- **Record set**
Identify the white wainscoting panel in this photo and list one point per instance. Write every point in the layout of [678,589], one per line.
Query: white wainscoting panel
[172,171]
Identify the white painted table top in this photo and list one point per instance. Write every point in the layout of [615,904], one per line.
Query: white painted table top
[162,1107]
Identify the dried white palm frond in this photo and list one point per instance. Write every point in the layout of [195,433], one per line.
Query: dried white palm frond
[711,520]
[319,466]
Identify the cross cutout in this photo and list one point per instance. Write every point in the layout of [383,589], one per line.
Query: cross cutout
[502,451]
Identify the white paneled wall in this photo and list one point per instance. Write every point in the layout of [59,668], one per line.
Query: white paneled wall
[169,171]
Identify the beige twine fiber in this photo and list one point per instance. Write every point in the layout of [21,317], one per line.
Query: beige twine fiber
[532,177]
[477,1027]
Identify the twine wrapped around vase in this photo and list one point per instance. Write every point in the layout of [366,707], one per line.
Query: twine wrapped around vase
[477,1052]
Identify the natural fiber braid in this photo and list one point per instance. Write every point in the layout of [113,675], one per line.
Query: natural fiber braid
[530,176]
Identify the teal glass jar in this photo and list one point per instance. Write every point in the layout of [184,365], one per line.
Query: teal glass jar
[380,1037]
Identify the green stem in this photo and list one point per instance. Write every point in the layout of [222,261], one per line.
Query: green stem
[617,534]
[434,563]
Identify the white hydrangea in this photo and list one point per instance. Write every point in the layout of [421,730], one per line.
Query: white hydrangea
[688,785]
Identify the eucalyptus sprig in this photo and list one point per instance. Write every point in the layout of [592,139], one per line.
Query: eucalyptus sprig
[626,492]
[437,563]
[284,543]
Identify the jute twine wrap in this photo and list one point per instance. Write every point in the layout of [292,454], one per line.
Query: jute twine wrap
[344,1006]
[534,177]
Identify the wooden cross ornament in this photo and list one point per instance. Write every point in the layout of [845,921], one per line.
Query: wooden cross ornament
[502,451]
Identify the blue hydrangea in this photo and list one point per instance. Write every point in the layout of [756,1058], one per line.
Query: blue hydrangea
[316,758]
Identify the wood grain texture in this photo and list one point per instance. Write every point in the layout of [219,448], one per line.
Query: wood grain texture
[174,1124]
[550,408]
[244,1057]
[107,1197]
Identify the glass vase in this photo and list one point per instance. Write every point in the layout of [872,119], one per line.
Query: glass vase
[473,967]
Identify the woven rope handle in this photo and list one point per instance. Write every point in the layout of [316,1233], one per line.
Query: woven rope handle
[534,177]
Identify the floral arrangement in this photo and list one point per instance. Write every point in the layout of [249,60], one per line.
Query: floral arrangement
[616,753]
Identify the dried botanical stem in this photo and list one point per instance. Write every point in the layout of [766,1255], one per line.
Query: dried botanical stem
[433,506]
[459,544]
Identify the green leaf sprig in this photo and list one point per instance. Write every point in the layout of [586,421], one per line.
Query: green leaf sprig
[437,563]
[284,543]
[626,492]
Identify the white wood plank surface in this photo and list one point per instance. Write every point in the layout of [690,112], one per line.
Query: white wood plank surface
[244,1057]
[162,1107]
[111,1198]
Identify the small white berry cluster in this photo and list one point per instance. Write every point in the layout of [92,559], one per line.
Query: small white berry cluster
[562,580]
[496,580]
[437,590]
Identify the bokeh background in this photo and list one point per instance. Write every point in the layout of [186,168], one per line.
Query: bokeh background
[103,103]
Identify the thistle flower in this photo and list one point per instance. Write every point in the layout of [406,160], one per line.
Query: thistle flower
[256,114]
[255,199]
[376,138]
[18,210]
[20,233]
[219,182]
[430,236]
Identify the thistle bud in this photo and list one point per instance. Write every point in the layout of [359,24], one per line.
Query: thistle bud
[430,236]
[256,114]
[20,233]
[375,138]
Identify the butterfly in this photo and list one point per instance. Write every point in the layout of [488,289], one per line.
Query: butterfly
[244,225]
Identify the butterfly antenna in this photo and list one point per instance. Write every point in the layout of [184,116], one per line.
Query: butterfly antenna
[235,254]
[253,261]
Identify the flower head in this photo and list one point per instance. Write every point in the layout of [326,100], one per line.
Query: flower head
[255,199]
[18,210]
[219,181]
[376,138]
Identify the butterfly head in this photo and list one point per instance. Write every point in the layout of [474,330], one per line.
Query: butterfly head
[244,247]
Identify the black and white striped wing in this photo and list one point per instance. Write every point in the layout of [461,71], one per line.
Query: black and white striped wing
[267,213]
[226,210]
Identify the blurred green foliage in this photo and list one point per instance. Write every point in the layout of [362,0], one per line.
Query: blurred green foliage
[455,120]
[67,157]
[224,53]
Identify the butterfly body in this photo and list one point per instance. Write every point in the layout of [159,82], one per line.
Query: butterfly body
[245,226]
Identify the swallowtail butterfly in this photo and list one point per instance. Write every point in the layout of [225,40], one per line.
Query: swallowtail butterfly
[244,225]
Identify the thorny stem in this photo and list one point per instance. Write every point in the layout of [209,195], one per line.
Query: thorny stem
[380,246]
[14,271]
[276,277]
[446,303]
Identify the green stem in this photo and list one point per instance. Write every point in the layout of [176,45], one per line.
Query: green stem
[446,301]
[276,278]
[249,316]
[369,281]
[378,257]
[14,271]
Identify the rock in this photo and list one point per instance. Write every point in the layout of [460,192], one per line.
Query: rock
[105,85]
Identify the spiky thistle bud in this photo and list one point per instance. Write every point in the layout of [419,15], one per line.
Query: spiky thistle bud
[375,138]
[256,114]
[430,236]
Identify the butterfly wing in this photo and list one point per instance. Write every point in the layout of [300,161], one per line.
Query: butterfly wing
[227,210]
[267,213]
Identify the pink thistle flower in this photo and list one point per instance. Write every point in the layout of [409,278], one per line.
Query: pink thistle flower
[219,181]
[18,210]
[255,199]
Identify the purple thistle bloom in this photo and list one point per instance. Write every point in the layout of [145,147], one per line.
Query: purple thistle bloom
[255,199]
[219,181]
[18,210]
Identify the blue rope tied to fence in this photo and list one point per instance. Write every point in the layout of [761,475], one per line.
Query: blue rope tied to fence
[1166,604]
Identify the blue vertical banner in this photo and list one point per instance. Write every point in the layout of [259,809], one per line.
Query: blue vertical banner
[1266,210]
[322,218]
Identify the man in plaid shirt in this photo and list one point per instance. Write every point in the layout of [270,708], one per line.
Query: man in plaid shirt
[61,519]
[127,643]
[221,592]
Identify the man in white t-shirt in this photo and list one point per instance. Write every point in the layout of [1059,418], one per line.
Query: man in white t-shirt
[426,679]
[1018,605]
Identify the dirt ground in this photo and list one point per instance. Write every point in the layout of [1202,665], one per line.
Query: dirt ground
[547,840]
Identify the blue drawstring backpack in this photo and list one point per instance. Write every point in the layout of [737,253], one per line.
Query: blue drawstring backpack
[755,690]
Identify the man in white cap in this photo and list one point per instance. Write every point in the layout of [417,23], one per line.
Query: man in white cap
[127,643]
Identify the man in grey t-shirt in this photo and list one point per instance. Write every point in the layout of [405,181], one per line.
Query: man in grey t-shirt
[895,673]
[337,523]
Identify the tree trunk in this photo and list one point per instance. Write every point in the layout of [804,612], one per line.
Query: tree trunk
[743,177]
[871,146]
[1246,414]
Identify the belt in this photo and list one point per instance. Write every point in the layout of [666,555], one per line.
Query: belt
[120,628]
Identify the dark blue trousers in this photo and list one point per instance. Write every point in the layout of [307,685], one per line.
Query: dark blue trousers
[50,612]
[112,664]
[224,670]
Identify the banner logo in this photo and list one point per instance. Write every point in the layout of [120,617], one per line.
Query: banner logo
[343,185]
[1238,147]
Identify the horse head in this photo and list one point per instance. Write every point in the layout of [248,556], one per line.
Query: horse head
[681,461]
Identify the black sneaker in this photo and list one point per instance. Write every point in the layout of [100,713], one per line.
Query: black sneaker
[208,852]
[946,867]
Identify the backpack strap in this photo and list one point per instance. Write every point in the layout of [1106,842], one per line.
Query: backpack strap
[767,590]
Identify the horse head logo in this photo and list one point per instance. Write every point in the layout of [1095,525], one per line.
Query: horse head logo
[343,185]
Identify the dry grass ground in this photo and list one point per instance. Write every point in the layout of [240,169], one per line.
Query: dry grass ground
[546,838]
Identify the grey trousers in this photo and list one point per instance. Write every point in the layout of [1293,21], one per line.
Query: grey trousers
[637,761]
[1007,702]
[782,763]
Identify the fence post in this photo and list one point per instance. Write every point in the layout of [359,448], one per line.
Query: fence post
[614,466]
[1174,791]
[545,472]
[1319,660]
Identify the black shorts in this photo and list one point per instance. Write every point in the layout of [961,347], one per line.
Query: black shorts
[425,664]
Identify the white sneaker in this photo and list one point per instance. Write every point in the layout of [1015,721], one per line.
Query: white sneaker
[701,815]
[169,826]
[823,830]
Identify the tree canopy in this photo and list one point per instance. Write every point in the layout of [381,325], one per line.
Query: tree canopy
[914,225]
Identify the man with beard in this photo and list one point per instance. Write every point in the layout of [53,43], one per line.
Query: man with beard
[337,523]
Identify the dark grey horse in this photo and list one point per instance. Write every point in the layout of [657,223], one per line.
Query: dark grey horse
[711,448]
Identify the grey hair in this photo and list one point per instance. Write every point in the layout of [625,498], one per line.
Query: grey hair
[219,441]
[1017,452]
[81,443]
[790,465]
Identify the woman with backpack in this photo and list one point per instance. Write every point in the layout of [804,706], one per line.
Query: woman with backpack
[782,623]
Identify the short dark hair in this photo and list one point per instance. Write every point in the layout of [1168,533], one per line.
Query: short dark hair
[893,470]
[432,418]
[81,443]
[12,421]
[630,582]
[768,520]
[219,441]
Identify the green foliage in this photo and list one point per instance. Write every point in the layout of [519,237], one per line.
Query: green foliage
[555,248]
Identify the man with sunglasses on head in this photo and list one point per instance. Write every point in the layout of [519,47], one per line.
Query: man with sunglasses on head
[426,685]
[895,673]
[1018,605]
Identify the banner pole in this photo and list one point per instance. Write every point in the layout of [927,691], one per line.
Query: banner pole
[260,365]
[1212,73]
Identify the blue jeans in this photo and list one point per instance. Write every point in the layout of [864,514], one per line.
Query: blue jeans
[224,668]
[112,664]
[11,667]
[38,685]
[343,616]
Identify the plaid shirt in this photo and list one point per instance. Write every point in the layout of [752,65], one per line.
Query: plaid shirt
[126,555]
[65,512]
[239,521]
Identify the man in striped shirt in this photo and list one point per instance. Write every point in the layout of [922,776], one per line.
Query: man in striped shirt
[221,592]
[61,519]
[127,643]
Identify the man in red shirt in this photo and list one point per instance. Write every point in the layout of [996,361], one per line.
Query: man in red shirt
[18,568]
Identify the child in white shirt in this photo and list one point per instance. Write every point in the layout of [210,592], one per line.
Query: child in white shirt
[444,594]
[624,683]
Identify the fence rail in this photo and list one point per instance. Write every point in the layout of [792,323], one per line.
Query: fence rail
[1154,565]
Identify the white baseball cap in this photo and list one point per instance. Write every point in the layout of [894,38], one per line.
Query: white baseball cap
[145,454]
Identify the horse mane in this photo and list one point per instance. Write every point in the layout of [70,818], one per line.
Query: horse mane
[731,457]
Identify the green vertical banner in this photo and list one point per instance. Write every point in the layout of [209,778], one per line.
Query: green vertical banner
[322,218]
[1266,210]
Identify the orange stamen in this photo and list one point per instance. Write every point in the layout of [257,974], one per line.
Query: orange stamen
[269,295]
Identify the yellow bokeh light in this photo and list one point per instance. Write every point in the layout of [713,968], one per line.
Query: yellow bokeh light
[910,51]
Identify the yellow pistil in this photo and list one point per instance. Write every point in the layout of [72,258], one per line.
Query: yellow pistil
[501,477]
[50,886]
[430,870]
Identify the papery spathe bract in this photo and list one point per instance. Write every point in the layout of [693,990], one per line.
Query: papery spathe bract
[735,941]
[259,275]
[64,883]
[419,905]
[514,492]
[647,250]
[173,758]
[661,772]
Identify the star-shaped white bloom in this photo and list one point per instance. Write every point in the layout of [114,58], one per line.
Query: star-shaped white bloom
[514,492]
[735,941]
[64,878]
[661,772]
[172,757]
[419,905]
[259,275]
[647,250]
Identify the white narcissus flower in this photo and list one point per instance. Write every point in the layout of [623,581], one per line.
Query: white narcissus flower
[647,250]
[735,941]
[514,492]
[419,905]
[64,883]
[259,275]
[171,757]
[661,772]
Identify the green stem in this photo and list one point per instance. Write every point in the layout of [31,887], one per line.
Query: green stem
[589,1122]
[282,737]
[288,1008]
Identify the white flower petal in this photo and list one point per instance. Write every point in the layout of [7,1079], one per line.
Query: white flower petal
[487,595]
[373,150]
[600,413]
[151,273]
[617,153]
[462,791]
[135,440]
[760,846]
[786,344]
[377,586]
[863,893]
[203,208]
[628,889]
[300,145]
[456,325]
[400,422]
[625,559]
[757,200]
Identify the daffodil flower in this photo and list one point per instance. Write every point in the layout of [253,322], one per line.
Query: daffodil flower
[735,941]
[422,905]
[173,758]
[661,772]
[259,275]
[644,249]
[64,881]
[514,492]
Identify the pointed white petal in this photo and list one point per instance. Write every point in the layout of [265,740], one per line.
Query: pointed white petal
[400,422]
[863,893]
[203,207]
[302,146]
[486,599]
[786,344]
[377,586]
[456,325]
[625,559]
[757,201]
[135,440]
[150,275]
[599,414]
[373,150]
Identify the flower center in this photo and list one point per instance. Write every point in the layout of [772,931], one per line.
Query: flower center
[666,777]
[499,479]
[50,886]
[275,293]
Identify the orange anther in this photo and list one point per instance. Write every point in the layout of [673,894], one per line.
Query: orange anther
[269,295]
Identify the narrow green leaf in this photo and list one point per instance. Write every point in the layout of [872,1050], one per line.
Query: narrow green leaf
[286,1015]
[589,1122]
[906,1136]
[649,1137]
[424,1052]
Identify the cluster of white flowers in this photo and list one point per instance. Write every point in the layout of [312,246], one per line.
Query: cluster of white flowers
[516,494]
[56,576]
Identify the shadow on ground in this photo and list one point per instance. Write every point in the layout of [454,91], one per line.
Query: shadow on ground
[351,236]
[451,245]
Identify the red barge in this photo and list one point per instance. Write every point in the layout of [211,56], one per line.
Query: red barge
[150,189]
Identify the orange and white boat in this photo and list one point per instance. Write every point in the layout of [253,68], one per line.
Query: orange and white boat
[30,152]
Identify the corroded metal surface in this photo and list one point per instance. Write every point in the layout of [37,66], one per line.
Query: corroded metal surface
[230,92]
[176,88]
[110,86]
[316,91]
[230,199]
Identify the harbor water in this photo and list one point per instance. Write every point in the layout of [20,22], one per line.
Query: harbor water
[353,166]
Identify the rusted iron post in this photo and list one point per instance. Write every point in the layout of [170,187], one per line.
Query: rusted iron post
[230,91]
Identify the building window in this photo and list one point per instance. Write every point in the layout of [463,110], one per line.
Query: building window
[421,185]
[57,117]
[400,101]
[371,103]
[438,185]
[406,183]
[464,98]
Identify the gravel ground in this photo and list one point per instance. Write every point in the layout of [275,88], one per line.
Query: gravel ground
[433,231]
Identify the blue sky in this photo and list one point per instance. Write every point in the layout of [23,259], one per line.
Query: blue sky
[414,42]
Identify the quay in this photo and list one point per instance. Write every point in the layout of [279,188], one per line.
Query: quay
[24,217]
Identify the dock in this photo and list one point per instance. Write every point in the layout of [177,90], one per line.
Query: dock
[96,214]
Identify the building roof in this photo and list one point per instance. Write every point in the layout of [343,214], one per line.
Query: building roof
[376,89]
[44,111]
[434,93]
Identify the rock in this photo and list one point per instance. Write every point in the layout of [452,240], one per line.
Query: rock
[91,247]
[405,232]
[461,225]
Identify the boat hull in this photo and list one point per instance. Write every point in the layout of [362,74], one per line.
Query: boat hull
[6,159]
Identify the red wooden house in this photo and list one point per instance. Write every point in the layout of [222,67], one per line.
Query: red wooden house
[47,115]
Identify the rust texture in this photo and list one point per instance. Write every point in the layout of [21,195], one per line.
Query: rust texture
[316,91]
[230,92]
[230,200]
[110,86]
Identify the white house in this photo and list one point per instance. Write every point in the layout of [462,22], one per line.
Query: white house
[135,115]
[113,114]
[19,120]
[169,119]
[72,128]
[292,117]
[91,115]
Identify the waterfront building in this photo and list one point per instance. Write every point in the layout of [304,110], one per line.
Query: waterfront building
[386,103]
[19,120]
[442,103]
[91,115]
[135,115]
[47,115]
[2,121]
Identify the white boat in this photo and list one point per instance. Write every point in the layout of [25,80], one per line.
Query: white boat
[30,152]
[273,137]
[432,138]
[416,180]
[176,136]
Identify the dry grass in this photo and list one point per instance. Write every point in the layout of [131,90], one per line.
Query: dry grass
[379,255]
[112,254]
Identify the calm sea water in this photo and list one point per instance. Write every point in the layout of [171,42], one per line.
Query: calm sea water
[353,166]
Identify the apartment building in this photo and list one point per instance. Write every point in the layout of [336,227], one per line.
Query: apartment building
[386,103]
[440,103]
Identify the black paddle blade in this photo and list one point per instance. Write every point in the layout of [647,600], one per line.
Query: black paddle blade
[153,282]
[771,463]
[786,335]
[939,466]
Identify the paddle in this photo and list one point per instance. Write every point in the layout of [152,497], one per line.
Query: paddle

- **Problem requirements**
Find the line with "Identify the white sneaker" in the entries above. Retype it and each line after it, exactly, through the line with "Identify the short", and stop there.

- **Output for this task**
Identify the white sneaker in this photo and list one point per instance. Write every point in the layout of [1015,721], one per line.
Query: white sneaker
[701,815]
[169,826]
[823,830]
Identify the tree canopy in this photo and list one point per instance. Write every point in the layout of [381,325], one per line.
Query: tree canopy
[914,225]
Identify the man with beard in this photo and list one point per instance. Write every point in the layout of [53,43], one per line.
Query: man with beard
[337,523]
Identify the dark grey horse in this photo and list one point per instance. Write every point in the layout of [657,223], one per line.
Query: dark grey horse
[711,448]
Identify the grey hair in this photo and list one point per instance. Write every point in the layout of [625,498], one per line.
Query: grey hair
[219,441]
[1017,452]
[81,443]
[790,465]
Identify the woman with backpack in this photo and list one point per instance. Write every point in the layout of [804,706], one per line.
Query: woman with backpack
[782,623]
Identify the short dark hair in this photo and list one point per instance. Write every point in the layout of [1168,533], one per line.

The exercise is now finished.